**EXTRACT PROVIDED:**
──────────────────────────────

Request to Chat models (gpt-3.5-turbo or gpt-4) can fail in 2 different ways:
Issue from OpenAI side - This is case where model is overloaded with other requests
Client adding a request time out - Here, for example, I as customer make a call with request time out as 10 seconds. The moment 10 seconds are passed, request is failed.
Typically you will be charged for everything, the billing system has no way to tell if the message is interrupted by something external to the system that sends the message out, network issues, lag, external factors, clearly if the model fails or errors then that is not counted, but if the model has performed the required task and the compute has been used… yes you are charged for it.
I understand what you mean though, typical usage error rates should be tested in your implementation and accounted for in costings. I know this rate will fluctuate, but you can build in a small % to cover those, say 1%.
OpenAI doesn’t yet provide costs segregated by API keys on their billing dashboard. Say I have 4 tools that call openai, and all 4 tools have their own API key, I can not know which tool incurred how much of Openai cost based on API keys.
So what I do is:
For each tool, I calculate cost based on prompt tokens + completion tokens + model in use
But in cases where model fails, I have no idea of “completion tokens”. So my cost calculation would be inaccurate if openai on their side has charged me for that failed request.
Yes, I see your issue, you can create separate organisations within your account and use that to track usage by implementing the following in your calling code:
import { Configuration, OpenAIApi } from "openai";
const configuration = new Configuration({
organization: "org-M7cflNCqTZcPZIOV2a9QrRUe",
apiKey: process.env.OPENAI_API_KEY,
});
const openai = new OpenAIApi(configuration);
or
import os
import openai
openai.organization = "org-M7cflNCqTZcPZIOV2a9QrRUe"

──────────────────────────────

**DATA FOR ANALYSIS:**
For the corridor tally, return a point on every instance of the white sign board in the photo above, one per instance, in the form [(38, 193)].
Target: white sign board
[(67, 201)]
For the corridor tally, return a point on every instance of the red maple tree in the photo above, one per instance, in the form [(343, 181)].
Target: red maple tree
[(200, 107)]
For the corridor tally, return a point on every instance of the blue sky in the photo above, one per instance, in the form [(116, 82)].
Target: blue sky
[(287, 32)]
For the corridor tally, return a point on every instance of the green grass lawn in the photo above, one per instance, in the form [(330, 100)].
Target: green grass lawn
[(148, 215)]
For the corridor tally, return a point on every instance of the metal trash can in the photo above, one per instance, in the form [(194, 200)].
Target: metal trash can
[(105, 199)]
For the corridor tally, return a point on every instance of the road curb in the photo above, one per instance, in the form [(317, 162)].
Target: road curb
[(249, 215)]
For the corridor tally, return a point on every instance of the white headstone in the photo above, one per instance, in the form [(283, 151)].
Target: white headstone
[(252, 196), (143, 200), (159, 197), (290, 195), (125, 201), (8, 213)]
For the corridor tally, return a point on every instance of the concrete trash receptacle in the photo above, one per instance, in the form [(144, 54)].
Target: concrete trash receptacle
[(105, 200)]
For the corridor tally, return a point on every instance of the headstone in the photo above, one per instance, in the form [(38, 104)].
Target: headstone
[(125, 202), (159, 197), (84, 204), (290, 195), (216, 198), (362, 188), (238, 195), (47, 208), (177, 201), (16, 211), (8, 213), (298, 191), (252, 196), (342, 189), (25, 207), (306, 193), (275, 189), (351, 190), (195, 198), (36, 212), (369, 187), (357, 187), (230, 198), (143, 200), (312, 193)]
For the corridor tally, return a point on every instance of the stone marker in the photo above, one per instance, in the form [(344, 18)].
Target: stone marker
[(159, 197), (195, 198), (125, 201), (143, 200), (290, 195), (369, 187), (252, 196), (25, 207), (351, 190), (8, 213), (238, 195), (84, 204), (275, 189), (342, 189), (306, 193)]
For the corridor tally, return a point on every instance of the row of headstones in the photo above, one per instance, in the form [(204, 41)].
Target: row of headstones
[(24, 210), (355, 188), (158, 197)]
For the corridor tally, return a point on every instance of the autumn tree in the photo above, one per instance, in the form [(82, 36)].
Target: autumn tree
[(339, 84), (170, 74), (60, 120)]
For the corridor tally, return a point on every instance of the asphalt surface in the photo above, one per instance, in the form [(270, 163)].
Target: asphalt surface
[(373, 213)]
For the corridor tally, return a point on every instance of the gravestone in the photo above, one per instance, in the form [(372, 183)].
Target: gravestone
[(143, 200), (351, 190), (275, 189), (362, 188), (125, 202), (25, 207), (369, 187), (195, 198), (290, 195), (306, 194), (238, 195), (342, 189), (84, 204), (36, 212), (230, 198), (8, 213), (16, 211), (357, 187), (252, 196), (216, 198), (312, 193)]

──────────────────────────────

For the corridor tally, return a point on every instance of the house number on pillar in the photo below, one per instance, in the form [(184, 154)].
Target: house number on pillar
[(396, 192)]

──────────────────────────────

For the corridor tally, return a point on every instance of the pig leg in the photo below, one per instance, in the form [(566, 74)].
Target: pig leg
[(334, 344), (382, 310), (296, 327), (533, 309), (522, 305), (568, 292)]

──────────────────────────────

**WORK TO COMPLETE:**
A - From the forum thread on billing for failed OpenAI requests, list each item that the poster bases a tool's cost calculation on.
B - Continue the forum thread on billing for failed OpenAI requests from the point at which it stops.

**ANSWER SECTION:**
A -
- Prompt tokens
- Completion tokens
- Model in use

B -
openai.api_key = os.getenv("OPENAI_API_KEY")
You can create multiple organisations within an OpenAI account, the GPT-4 API is applied to each Organisation so that would need to be requested for each.
If you get a “model is overloaded error,” which typically comes back within a second, you will not be charged.
If you get a “request timed out” error, which typically takes a long time, you will be charged. My understanding is that they send the request to the model, so it costs them money, even if you timeout. The only reason this wouldn’t be the case, would be if there is a local network malfunction that causes the timeout so the request doesn’t even get to the OpenAI gateway.
The solution to this is to make requests with much longer timeout values. so you get fewer timeout failures and actually wait for the completion instead.
(And, yes, waiting a minute for a completion isn’t great, and makes interactive experiences bad, especially in use cases where you can’t just stream the response directly back but have to wait for the full thing for whatever reason.)